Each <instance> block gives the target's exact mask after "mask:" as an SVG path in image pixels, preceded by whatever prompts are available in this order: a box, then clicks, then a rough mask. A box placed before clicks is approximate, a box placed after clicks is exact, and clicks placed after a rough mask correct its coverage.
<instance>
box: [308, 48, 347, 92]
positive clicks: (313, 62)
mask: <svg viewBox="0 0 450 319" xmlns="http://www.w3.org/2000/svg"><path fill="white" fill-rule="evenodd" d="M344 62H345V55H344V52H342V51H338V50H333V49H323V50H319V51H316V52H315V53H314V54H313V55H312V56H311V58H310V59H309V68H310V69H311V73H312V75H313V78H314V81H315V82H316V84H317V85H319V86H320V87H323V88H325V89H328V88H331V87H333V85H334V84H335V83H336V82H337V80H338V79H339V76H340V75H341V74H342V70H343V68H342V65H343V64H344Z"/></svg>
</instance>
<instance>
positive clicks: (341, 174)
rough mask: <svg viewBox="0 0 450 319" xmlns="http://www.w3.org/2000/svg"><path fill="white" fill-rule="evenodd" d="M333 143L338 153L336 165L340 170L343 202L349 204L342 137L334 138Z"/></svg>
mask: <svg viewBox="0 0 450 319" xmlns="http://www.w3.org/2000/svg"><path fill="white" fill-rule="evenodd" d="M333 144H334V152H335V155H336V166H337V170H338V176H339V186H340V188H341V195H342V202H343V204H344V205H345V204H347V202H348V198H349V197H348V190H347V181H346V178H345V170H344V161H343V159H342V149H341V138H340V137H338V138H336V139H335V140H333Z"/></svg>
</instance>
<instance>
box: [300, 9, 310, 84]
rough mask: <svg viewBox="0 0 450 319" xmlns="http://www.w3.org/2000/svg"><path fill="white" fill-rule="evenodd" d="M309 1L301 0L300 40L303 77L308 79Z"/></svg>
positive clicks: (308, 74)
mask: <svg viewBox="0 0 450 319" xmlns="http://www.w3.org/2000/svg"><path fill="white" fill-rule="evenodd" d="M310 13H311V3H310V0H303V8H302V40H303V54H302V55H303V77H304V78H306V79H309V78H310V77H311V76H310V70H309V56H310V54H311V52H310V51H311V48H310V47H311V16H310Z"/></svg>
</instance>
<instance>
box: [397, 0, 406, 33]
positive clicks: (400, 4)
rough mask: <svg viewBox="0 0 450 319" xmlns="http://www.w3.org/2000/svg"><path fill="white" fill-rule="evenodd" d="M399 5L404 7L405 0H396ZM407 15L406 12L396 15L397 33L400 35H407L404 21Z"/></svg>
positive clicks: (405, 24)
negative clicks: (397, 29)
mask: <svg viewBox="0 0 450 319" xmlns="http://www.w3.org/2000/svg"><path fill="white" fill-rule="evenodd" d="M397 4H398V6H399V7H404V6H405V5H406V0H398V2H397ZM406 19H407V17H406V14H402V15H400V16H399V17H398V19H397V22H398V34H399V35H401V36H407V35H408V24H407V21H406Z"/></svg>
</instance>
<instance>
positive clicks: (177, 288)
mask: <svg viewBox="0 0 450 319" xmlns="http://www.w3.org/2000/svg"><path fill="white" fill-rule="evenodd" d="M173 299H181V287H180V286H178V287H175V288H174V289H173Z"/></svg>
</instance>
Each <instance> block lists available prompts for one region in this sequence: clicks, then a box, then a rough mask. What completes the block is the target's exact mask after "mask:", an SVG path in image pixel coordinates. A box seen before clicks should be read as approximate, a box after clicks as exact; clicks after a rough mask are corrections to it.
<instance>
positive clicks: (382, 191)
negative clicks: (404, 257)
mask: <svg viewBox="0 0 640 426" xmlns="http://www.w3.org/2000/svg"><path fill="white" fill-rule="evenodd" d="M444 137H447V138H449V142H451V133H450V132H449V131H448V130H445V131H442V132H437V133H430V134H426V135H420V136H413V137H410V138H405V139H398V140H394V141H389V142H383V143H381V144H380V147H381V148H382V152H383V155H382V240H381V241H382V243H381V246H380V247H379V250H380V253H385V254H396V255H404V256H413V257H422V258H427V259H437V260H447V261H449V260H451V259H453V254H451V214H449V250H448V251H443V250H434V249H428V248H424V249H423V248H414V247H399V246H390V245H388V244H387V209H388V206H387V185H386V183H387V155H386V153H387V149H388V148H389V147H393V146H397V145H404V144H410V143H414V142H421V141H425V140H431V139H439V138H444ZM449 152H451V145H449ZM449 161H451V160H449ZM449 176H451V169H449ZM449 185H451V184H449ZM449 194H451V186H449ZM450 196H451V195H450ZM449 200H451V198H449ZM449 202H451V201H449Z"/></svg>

──────────────────────────────

• [Directions for this task]:
Every line from the first through the one containing "positive clicks: (405, 24)" in the listing above must be given again exactly, with nothing else alongside.

• [Finished task]:
Each <instance> block gives the target's exact mask after "mask:" as an SVG path in image pixels, preceded by whatever prompts are available in this order: a box, then clicks, then a rough mask. A box placed before clicks is approximate, a box placed after clicks is exact, and clicks placed after a rough mask correct its coverage.
<instance>
box: [308, 48, 347, 92]
positive clicks: (313, 62)
mask: <svg viewBox="0 0 450 319" xmlns="http://www.w3.org/2000/svg"><path fill="white" fill-rule="evenodd" d="M344 62H345V55H344V52H342V51H338V50H333V49H323V50H319V51H316V52H315V53H314V54H313V55H312V56H311V58H310V59H309V68H310V69H311V73H312V75H313V78H314V81H315V82H316V84H317V85H319V86H320V87H323V88H325V89H328V88H331V87H333V85H334V84H335V83H336V82H337V80H338V79H339V76H340V75H341V74H342V70H343V68H342V65H343V64H344Z"/></svg>
</instance>
<instance>
positive clicks: (341, 174)
rough mask: <svg viewBox="0 0 450 319" xmlns="http://www.w3.org/2000/svg"><path fill="white" fill-rule="evenodd" d="M333 143L338 153L336 165L340 170L343 202L349 204L342 137L334 138Z"/></svg>
mask: <svg viewBox="0 0 450 319" xmlns="http://www.w3.org/2000/svg"><path fill="white" fill-rule="evenodd" d="M333 144H334V152H335V155H336V166H337V170H338V176H339V186H340V188H341V195H342V202H343V204H344V205H345V204H347V202H348V198H349V197H348V190H347V181H346V178H345V170H344V161H343V159H342V149H341V138H340V137H338V138H336V139H335V140H333Z"/></svg>
</instance>
<instance>
box: [300, 9, 310, 84]
rough mask: <svg viewBox="0 0 450 319" xmlns="http://www.w3.org/2000/svg"><path fill="white" fill-rule="evenodd" d="M309 1L301 0L300 40L303 77L308 79Z"/></svg>
positive clicks: (308, 74)
mask: <svg viewBox="0 0 450 319" xmlns="http://www.w3.org/2000/svg"><path fill="white" fill-rule="evenodd" d="M310 13H311V3H310V0H303V8H302V40H303V54H302V55H303V77H304V78H306V79H309V78H310V77H311V76H310V70H309V56H310V54H311V52H310V51H311V48H310V47H311V16H310Z"/></svg>
</instance>
<instance>
box: [397, 0, 406, 33]
positive clicks: (400, 4)
rough mask: <svg viewBox="0 0 450 319" xmlns="http://www.w3.org/2000/svg"><path fill="white" fill-rule="evenodd" d="M399 5L404 7L405 0H396ZM407 15L406 12L396 15L397 33L400 35H407L404 21Z"/></svg>
positive clicks: (405, 24)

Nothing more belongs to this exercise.